Mechanically Programming the Cross-Sectional Shape of Soft Growing Robotic Structures for Patient Transfer
O. Godson Osele, Kentaro Barhydt, Teagan Sullivan, H. Harry Asada, Allison M. Okamura
TL;DR
This work introduces a method to mechanically program the cross-sectional shape of soft everting robots by bonding flexible strips to constrain radial expansion, enabling a wide yet thin, flat cross-section while preserving multi-axis bending. An analytical model links design specifications $(H_s, H_c, w)$ to fabrication parameters $(S_c, S_s, L)$ under constant-curvature and coradial assumptions, and is validated against experiments. A full soft growing robotic sling is demonstrated for bed-to-chair patient transfer, implementing eversion, deflation to a sheet, and automatic removal, with an ergonomic index used to assess patient comfort. The results show accurate cross-section prediction ($A_{measured}/A_{model}\approx 0.99$) and practical transfer performance with a single caregiver, highlighting the approach's potential to reduce manual handling risk in caregiving settings.

Study material -
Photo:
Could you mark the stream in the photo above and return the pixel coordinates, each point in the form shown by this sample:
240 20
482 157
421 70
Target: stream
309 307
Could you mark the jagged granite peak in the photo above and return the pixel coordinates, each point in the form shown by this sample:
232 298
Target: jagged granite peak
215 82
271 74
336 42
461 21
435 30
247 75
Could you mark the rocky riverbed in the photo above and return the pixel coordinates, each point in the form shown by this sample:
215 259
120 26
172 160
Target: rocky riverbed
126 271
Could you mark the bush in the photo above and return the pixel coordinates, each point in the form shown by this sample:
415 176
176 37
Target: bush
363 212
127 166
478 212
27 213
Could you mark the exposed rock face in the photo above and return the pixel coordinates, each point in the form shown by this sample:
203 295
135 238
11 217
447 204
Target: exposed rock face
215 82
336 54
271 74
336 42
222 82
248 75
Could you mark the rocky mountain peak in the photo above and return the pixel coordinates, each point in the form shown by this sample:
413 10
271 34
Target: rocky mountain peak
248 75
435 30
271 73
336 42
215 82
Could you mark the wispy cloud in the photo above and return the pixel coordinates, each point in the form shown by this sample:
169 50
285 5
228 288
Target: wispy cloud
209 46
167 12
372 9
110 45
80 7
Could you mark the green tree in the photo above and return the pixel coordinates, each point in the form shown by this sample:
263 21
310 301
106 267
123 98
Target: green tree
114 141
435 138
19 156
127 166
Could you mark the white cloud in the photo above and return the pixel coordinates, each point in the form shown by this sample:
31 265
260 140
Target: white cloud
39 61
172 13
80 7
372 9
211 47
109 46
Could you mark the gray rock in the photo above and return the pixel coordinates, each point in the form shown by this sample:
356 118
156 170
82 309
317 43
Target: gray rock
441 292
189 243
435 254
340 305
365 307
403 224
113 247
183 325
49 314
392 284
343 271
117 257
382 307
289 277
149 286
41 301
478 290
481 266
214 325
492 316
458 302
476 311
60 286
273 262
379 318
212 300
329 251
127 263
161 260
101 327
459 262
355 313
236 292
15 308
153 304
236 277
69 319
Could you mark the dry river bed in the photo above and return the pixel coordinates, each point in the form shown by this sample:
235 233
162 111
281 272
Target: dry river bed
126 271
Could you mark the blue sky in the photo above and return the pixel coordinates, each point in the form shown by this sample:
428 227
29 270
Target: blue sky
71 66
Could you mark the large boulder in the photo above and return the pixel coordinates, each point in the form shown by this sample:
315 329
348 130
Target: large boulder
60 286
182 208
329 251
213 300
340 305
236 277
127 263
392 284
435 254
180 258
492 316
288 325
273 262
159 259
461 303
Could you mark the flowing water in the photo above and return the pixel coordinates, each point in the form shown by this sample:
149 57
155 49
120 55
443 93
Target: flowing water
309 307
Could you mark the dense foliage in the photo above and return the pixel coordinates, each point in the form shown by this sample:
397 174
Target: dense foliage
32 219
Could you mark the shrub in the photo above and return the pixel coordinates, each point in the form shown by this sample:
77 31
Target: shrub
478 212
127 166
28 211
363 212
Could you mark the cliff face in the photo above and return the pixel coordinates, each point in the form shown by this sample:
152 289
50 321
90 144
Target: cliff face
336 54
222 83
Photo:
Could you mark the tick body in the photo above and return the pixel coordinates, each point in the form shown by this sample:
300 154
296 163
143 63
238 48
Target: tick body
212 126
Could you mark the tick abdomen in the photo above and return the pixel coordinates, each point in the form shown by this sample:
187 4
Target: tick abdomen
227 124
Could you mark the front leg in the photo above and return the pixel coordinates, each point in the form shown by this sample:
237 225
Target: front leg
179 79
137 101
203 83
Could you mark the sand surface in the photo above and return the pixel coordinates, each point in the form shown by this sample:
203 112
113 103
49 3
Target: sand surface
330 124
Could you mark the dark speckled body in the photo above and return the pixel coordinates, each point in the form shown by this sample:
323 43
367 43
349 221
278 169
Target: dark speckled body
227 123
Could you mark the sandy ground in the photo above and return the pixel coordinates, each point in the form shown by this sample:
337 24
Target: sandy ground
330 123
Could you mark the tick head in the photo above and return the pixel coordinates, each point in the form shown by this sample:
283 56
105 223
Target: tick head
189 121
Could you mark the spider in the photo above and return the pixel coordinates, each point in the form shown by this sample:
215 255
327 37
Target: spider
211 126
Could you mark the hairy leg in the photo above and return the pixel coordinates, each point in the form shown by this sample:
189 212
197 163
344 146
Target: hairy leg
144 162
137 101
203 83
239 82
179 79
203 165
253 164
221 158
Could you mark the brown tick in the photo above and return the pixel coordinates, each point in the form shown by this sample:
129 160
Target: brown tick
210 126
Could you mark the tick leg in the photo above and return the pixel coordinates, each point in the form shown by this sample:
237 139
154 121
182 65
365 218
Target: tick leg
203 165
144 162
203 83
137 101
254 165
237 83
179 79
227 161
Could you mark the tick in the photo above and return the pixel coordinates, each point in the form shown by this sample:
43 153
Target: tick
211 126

Set of tasks -
**a.** In the summary on soft growing robots, what is bonded to the robots to constrain their radial expansion?
**b.** Write what comes next in the summary on soft growing robots, continuing from its final sentence.

Task results -
**a.** Flexible strips.

**b.**
Abstract
Pneumatic soft everting robotic structures have the potential to facilitate human transfer tasks due to their ability to grow underneath humans without sliding friction and their utility as a flexible sling when deflated. Tubular structures naturally yield circular cross-sections when inflated, whereas a robotic sling must be both thin enough to grow between them and their resting surface and wide enough to cradle the human. Recent works have achieved flattened cross-sections by including rigid components into the structure, but this reduces conformability to the human. We present a method of mechanically programming the cross-section of soft everting robotic structures using flexible strips that constrain radial expansion between points along the outer membrane. Our method enables simultaneously wide and thin profiles while maintaining the full multi-axis flexibility of traditional slings. We develop and validate a model relating the geometric design specifications to the fabrication parameters, and experimentally characterize their effects on growth rate. Finally, we prototype a soft growing robotic sling system and demonstrate its use for assisting a single caregiver in bed-to-chair patient transfer.